[START OF Information given]

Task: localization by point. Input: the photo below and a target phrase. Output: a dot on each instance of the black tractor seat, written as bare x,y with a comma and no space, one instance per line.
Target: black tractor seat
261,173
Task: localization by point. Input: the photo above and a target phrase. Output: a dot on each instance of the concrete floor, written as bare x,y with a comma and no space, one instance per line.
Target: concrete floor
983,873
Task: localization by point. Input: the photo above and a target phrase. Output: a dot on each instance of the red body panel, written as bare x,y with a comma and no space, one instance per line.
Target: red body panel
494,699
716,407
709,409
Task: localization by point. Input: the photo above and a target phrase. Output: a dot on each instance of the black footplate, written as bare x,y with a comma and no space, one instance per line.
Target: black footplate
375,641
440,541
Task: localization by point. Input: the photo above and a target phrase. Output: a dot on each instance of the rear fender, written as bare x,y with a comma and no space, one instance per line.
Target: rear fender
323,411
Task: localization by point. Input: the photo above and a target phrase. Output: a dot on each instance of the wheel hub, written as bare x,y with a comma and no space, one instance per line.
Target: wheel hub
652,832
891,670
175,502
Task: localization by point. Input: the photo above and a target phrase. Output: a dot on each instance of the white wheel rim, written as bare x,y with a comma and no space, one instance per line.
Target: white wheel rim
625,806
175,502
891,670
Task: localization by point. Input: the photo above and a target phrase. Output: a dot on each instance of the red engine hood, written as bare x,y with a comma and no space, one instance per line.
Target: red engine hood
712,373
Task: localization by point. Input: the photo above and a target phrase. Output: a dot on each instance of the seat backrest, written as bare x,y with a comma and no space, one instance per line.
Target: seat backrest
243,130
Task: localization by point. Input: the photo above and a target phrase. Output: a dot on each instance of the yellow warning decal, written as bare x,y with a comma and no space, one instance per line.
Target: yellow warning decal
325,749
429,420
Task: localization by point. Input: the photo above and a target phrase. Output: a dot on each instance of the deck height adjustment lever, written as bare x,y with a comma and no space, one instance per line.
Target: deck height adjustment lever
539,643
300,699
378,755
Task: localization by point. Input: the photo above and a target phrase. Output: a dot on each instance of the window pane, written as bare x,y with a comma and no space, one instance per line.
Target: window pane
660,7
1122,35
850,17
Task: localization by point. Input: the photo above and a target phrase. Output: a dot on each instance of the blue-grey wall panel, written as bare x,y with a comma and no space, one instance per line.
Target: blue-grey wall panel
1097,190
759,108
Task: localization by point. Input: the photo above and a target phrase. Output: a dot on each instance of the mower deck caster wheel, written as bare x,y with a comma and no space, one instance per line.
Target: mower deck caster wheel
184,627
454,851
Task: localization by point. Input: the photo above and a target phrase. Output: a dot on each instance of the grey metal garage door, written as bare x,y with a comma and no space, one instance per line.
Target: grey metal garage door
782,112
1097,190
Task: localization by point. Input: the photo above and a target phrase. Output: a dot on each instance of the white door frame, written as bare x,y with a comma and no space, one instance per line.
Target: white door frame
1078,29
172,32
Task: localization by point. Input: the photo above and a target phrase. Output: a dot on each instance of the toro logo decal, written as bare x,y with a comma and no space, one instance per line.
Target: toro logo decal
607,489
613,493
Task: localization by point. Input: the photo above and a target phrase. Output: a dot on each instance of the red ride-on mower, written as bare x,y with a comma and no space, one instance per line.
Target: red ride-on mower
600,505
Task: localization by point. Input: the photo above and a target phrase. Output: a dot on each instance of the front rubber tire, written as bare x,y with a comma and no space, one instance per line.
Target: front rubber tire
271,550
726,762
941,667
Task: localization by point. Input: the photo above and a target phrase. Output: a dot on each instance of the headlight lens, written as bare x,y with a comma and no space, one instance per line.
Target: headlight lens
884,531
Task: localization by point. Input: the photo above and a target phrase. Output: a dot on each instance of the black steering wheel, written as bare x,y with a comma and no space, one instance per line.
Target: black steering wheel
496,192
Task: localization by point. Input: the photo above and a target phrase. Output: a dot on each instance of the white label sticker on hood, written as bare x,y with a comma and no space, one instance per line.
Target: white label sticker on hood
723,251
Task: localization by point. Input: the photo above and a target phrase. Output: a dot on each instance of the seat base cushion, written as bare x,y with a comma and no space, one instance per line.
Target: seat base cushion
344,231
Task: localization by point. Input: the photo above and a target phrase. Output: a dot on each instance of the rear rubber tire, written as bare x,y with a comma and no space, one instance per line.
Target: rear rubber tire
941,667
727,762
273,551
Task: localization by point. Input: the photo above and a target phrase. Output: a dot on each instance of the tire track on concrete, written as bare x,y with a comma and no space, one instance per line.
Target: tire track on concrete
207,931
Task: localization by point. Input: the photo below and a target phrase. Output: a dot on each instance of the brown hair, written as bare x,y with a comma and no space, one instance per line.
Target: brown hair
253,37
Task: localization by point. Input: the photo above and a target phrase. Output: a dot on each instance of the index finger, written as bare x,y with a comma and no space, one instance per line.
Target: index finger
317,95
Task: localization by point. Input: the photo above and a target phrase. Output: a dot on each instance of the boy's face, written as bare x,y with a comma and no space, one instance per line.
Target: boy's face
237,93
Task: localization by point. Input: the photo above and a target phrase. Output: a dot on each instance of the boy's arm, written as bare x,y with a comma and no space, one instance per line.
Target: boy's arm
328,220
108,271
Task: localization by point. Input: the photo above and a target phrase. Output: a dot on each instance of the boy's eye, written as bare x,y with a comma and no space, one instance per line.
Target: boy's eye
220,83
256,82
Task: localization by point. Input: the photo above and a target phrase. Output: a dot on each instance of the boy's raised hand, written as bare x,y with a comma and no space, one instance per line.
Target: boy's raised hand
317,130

[END OF Information given]

Work instructions = Would you give the material above again, complete and exact?

Result for this task =
Task: localization by point. Input: the photo below and a target phrase. Output: a dot on each instance of the black tractor seat, written as bare x,y with a comma and no space, one instance per line.
Target: black tractor seat
261,173
Task: localization by point. Input: the photo above and a target phrase. Output: a dot on each instance of the concrete floor, written as bare x,y with a comma and no space, one instance per line.
Target: concrete floor
983,873
Task: localization by point. Input: the photo above and a target phrase. Output: a dot on each instance of the red body panel, written as bare x,y with a comma and no space, one instance per line.
Target: red body panel
494,699
716,407
709,409
Task: localization by point. Input: the photo above and a target phrase. Output: a dot on each instance of the black footplate, written as bare x,y with a comma and no space, one instance per line.
Target: black footplate
375,641
440,541
Task: localization by point. Input: the photo above and a target phrase. Output: a dot on each instance of the rear fender, written as bare x,y with a comma and no space, one instance per line.
Target: rear fender
323,411
Task: localization by point. Input: the photo above and a target phrase. Output: a dot on each instance of the wheel hub, written as bare x,y with a comma and no space, one instance per line.
Target: wheel hub
652,832
891,670
175,502
Task: localization by point. Input: the photo above and a target phrase. Output: a dot on each instance of the white wheel rim, written as bare x,y with a comma and no space, one instance per line.
Target: white wheel rim
625,806
175,502
891,670
Task: localization by point. Input: the photo above and a target phrase. Output: a dot on each instance of the red engine hood, written as bare x,y with a comma and no space, one instance per line.
Target: red engine hood
712,373
Task: localization by point. Input: the photo above and a target phrase. Output: a dot on each instance of the seat backrest, written as bare x,y with a comma and no space, one instance per line.
Target: seat backrest
243,130
Task: localization by point. Input: the photo above and a target phrase. Output: a dot on each instance of the yellow warning decal, written as bare x,y with a comma and no space, one instance per line.
Target: yellow warning decal
325,749
429,420
Task: localization by point. Input: the photo above and a target phrase. Output: a dot on each instance of the deck height adjustment lever, written as bare x,y with a comma and no space, one instance per line.
Target: deck height adjustment lever
539,643
300,699
378,755
Task: localization by point. Input: the photo above and a target phrase. Output: a dot on each instance of the window pane, written as bare x,y with a comma and no space, one instance per line.
Target: window pane
660,7
1122,35
850,17
Task: localization by point. Input: the photo above and a target phrase. Output: a dot on each instance of the blue-grey wall panel, written as bare x,y with a comma and no space, one instance per line.
Target: blue-grey wall panel
1097,190
759,108
Task: localization by point. Input: the photo above and a target phrase. Output: a dot on each instance of the mower deck caster wheel, written as bare x,y with a comma and no space, one instance per line.
Target: mower deck caster wheel
184,627
454,851
Task: localization by point. Input: the photo above and a target phrase. Output: a dot on each instance of the grey metal garage door, written as bare x,y with a comma and no space, one instance per line.
Target: grey metal garage door
782,112
1097,190
Task: localization by point. Input: the photo above and a target phrase. Output: a dot on each instance of the white door frame, written as bare x,y with a comma and no space, one instance per line.
Target: white door frame
1078,29
172,32
Task: localization by point. Input: the photo above and a target phrase. Output: a dot on each instance of the toro logo decal, written as bare x,y with a comma and no space, one instance per line.
Target: toro logo decal
607,489
613,493
Task: localization by point. Input: the photo above and a target phrase. Output: a dot on each instance of the red ride-on mower, written as bare x,y with a comma and no space, one instance per line.
Target: red ride-on mower
600,505
Task: localization by point. Input: the photo above and a target phrase. Output: a dot on each instance of the front rubber tire, written as bare x,y with a comma and no space, one instance per line.
Target: front rubber tire
271,550
726,762
941,667
Task: localization by point. Input: the photo above and a target phrase. Output: a dot on each instance of the headlight lens, written as bare x,y with a comma and no space, one instance per line.
Target: headlight lens
884,531
Task: localization by point. Input: the photo above and a target phrase. Output: a dot on each instance of the black steering wheel, written as bare x,y with a comma and no space, one instance per line.
Target: black steering wheel
496,192
Task: localization by point. Input: the photo above and a target phrase. Output: a dot on each instance of the white label sticker on hood, written as bare x,y with a comma and no space, one instance per line.
Target: white label sticker on hood
723,251
Task: localization by point. Input: the photo above and a target phrase. Output: a dot on each instance of the seat base cushion, written as bare x,y with a comma and no space, one instance per line.
Target: seat base cushion
344,231
Task: localization by point. Input: the photo above and a target phrase. Output: a dot on each instance of the rear rubber tire, written as bare x,y with a comma and no space, one instance per line.
Target: rear rubber tire
941,667
727,762
273,551
Task: localization by point. Input: the photo above and a target phrase. Output: a dot on each instance of the tire track on concrete, written as bare x,y with a comma and no space, one instance per line.
Target: tire track on concrete
207,931
Task: localization by point. Input: the photo below and a target phrase. Output: a dot on each instance of the brown hair, written as bare x,y with a comma and no space, one instance per line.
Target: brown hair
253,37
Task: localization by point. Input: the photo above and a target phrase. Output: a dot on each instance of the index finger, written as bare x,y with a comma and no space, one instance per line.
Target: index finger
317,95
Task: localization by point. Input: the photo above and a target phrase. Output: a dot on each instance of the boy's face, written as bare x,y with a comma and no space, one instance per line.
Target: boy's face
237,93
Task: localization by point. Input: the photo above and a target phrase. Output: a dot on each instance of the boy's arm, written as bare x,y with a comma and no space, one instance per line.
Target: boy's arm
328,220
108,271
Task: localization by point. Input: the photo above and a target phrase. Output: a dot on each instance of the boy's eye, written as bare x,y with a comma and no space, one instance per line.
Target: boy's eye
220,83
256,82
Task: localization by point. Input: the photo above and a target phrase. Output: a dot on each instance of the boy's raised hand, written as bare x,y with a comma and no space, one instance per line.
Target: boy's raised hand
317,130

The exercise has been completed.